J'offre mes sympathies les plus sincères aux jeunes femmes qui ont travaillé au Grand Prix ces derniers jours, car mettre de côté son amour-propre pendant trois jours au salaire de 20 $/h pendant que des hommes nous filment le cul avec leur cellulaire est un exploit de moralité dont je ne suis moi-même plus capable de faire preuve.

Pour avoir travaillé plusieurs années au Salon de l'Auto, qui se déroule annuellement au Palais des congrès, je comprends la tâche ardue que représentent ces quarts de travail de dix heures où notre seule fonction décorative sert d'appât pour qu'on inscrive des gens dans des « concours » qui permettent en réalité aux entreprises de collecter leurs données pour ensuite les bombarder de pourriels.

Kudos aux filles, surtout celles qui sont au kiosque de « bisous gratuits ». Votre contenance est mise à rude épreuve, je vous le concède, et n'ayez crainte ! La plupart d'entre nous ont de la compassion pour vous. Après tout, on ne blâme pas des cégépiennes ou de jeunes universitaires d'être des victimes consentantes d'une tradition patriarcale faisant de nous des femmes-objets.

Il est seulement triste de voir sur Peel et Crescent des femmes de demain qui sont diminuées à un concept marketing où elles ne sont que des femmes sexy, des rôles prédéfinis et des clichés.

== Votre tâche ==
Dans l'extrait sur les jeunes femmes employées au Grand Prix, réécrivez plus brièvement le paragraphe qui commence par « Pour avoir travaillé plusieurs années » en gardant ses faits principaux.

== Entrées extraites ==
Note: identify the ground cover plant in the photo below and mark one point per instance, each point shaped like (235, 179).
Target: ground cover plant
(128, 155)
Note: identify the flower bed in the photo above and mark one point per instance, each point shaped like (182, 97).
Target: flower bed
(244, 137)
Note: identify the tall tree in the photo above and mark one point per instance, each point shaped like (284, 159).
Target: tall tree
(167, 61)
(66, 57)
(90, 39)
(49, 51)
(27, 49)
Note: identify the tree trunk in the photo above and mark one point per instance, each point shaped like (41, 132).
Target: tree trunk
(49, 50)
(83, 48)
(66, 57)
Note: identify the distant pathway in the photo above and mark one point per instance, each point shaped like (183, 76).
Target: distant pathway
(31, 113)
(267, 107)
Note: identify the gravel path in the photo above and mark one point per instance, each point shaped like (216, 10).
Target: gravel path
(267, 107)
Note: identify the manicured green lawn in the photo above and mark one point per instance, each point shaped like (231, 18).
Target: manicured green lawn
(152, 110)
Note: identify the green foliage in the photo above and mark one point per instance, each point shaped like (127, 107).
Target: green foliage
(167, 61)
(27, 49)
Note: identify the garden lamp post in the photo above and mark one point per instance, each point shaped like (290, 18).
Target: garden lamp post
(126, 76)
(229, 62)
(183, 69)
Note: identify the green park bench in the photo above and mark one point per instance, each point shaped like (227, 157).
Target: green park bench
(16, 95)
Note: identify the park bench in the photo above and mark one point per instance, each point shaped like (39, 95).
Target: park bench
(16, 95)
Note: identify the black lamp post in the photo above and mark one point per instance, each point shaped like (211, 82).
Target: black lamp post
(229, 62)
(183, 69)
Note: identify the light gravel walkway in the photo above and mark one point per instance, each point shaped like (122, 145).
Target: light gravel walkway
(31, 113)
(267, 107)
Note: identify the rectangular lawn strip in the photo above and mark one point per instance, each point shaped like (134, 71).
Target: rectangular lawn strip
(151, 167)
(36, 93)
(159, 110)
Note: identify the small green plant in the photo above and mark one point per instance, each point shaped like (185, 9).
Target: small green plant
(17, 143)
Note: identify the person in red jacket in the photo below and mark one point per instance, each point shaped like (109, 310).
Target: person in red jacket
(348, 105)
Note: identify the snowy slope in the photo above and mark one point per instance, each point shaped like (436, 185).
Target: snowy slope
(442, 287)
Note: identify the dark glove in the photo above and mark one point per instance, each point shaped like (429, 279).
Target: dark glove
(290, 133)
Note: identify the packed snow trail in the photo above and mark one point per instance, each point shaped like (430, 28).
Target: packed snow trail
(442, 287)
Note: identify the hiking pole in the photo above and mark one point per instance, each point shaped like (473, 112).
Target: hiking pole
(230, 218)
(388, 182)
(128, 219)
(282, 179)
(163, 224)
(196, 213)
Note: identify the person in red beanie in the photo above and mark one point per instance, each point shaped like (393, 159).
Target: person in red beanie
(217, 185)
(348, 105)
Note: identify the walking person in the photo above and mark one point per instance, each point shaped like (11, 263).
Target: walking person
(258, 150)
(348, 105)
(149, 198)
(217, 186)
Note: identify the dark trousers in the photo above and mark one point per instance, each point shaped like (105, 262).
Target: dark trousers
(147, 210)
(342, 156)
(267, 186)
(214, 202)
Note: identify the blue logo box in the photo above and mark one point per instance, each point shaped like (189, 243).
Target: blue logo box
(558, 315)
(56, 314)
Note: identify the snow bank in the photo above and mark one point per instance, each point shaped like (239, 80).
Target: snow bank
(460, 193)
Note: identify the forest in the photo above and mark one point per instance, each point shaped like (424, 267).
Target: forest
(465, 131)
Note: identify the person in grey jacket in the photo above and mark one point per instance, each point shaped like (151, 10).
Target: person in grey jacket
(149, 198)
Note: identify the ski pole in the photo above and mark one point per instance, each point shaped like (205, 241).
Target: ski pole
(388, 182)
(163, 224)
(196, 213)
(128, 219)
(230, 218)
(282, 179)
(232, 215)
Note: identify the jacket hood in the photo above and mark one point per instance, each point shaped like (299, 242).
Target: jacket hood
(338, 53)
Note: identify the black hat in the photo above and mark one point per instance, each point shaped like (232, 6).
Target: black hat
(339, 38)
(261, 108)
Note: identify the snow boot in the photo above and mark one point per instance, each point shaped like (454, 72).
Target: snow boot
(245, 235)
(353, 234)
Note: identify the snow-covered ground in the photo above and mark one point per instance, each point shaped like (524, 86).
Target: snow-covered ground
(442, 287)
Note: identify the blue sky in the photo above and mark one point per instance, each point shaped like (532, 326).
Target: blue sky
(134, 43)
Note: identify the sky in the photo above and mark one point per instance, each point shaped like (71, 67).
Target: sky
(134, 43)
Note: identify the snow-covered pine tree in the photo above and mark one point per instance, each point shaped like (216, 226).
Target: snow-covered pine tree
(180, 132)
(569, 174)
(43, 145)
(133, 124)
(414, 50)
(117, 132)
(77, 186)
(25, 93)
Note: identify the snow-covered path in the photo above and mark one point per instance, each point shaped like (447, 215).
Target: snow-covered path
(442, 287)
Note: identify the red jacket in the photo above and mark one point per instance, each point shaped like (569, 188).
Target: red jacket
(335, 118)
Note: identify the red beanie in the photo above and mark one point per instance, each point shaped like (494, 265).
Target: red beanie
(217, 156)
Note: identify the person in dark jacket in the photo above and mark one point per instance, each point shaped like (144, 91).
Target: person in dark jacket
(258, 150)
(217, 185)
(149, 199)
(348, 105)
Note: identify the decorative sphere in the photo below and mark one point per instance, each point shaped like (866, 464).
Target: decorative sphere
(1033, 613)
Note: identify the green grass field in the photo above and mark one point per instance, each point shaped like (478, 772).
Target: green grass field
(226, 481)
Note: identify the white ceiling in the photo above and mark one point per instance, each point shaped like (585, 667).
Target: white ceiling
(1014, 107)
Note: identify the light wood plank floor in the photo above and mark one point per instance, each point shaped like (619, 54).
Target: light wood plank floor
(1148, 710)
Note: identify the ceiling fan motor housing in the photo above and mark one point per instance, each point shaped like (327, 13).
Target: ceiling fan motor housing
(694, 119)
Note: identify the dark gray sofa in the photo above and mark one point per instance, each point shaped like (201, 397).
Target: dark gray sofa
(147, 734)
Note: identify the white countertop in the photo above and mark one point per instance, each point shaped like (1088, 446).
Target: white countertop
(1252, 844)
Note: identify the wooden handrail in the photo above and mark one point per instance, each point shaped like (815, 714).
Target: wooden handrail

== Réponse attendue ==
Après plusieurs années au Salon de l'Auto, tenu chaque année au Palais des congrès, je connais la dureté de ces quarts de dix heures où notre rôle décoratif sert d'appât pour des « concours ». En réalité, ces concours permettent surtout aux entreprises de recueillir des données pour ensuite envoyer des pourriels.